0

I want to pipe the output from bzip2 and use it as an input to fill a TDB database using tbdloader2 from apache-jena-3.9.0.

I already found Generating TDB Dataset from archive containing N-TRIPLES files but the proposed solution there did not work for me.

bzip2 -dc test.ttl.bz2 | tdbloader2 --loc=/pathto/TDBdatabase_test -- -

produces

20:08:01 INFO -- TDB Bulk Loader Start
20:08:01 INFO Data Load Phase
20:08:01 INFO Got 1 data files to load
20:08:01 INFO Data file 1: /home/user/-
File does not exist: /home/user/-
20:08:01 ERROR Failed during data phase

Similar results I got with with (inspired by https://unix.stackexchange.com/questions/16990/using-data-read-from-a-pipe-instead-than-from-a-file-in-command-options)

• • • •

• _Required tasks_:
#1 Change "bzip2" to "gzip" in everything from "I want to pipe" down to "work for me." in the TDB loader post, and write out that stretch with the change made.
#2 Translate this sentence from the TDB loader post into Spanish: "I want to pipe the output from bzip2 and use it as an input to fill a TDB database using tbdloader2 from apache-jena-3.9.0."

• • • •

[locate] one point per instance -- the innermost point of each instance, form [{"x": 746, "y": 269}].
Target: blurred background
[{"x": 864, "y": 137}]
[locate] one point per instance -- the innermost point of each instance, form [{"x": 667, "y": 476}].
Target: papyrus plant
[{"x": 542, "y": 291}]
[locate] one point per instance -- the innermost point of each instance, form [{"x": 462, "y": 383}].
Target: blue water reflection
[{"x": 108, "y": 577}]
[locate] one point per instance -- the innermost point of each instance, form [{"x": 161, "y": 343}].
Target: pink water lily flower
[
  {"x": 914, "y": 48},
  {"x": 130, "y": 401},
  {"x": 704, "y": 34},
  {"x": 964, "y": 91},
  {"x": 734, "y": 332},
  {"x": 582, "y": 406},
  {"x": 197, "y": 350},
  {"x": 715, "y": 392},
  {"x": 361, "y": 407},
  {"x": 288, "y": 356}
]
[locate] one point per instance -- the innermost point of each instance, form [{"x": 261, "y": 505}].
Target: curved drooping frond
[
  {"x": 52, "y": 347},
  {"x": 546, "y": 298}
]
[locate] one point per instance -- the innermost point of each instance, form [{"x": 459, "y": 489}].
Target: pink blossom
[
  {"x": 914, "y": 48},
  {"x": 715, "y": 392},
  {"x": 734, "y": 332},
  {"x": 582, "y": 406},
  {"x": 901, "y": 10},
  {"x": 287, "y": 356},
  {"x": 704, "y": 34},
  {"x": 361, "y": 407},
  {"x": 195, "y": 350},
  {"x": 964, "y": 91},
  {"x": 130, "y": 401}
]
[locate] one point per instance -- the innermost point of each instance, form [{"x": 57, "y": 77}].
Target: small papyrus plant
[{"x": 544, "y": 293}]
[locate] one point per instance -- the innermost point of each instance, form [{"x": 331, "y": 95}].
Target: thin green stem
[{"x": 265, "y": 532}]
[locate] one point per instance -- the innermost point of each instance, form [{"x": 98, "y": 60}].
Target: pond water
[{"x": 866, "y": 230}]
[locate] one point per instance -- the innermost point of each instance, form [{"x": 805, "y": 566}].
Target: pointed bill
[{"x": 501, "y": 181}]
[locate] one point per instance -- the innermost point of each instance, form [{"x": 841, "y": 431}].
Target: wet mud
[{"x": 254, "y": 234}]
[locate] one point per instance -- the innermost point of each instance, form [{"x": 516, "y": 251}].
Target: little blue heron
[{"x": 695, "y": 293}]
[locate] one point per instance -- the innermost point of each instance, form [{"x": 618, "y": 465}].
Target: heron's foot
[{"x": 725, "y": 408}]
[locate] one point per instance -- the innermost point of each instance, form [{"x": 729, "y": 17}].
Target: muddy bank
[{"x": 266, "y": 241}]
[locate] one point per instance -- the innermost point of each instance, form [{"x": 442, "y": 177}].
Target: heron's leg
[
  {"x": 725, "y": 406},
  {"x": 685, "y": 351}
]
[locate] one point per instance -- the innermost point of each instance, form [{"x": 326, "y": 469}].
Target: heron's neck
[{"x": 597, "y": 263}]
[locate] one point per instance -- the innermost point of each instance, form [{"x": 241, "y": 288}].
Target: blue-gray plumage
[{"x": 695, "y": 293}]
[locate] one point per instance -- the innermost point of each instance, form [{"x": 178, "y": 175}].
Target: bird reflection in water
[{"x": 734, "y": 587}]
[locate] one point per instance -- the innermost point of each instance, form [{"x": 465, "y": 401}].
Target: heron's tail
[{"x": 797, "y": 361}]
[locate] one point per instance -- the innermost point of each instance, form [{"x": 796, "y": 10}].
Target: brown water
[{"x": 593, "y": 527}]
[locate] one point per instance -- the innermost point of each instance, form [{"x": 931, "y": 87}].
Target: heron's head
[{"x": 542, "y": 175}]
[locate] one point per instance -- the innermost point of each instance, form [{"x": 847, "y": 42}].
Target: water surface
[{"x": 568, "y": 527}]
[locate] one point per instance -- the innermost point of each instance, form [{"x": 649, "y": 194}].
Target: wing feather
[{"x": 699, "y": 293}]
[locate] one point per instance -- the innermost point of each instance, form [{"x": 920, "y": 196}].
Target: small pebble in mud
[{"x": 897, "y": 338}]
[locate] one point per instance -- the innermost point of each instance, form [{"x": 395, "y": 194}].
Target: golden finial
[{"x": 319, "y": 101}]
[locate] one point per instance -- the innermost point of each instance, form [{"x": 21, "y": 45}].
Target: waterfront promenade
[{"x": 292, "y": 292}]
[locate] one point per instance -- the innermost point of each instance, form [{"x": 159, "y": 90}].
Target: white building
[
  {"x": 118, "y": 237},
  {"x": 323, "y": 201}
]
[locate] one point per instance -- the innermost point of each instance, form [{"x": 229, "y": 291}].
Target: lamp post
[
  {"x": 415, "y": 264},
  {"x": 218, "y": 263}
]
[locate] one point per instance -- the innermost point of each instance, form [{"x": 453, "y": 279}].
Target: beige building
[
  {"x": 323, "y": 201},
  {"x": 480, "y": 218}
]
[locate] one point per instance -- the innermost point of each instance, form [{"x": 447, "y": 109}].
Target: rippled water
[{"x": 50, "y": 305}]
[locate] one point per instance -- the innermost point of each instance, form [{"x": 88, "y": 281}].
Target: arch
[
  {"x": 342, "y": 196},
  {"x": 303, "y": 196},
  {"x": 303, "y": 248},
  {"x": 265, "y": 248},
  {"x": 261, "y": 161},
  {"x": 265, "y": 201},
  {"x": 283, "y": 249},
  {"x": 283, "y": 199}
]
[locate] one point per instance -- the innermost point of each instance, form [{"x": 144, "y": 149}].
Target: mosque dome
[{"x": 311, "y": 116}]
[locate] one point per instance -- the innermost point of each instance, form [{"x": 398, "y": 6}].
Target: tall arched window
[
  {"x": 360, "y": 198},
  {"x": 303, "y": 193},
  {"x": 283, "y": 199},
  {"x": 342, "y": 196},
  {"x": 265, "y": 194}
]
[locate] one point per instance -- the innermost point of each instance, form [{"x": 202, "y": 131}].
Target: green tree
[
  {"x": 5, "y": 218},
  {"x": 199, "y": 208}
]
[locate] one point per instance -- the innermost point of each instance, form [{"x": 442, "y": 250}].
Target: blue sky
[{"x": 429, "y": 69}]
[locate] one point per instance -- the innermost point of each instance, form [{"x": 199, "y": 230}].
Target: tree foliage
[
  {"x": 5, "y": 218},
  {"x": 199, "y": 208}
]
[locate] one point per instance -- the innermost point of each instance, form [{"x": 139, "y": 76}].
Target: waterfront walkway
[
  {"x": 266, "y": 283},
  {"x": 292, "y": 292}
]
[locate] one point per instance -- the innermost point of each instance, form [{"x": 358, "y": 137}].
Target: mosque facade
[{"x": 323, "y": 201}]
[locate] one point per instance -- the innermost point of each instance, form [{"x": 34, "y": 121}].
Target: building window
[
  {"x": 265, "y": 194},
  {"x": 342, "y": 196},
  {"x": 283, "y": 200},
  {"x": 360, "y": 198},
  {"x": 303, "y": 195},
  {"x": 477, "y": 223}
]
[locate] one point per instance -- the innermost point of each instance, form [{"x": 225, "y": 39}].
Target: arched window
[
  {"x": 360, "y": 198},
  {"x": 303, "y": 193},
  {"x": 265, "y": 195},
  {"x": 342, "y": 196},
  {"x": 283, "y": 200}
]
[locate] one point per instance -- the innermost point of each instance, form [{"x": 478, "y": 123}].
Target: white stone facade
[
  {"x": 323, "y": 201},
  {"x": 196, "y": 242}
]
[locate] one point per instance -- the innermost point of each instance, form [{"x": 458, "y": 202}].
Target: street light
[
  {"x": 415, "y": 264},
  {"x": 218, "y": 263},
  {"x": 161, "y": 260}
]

• • • •

• _Per-task answers_:
#1
I want to pipe the output from gzip and use it as an input to fill a TDB database using tbdloader2 from apache-jena-3.9.0.

I already found Generating TDB Dataset from archive containing N-TRIPLES files but the proposed solution there did not work for me.

#2 Quiero canalizar la salida de bzip2 y usarla como entrada para llenar una base de datos TDB con tbdloader2 de apache-jena-3.9.0.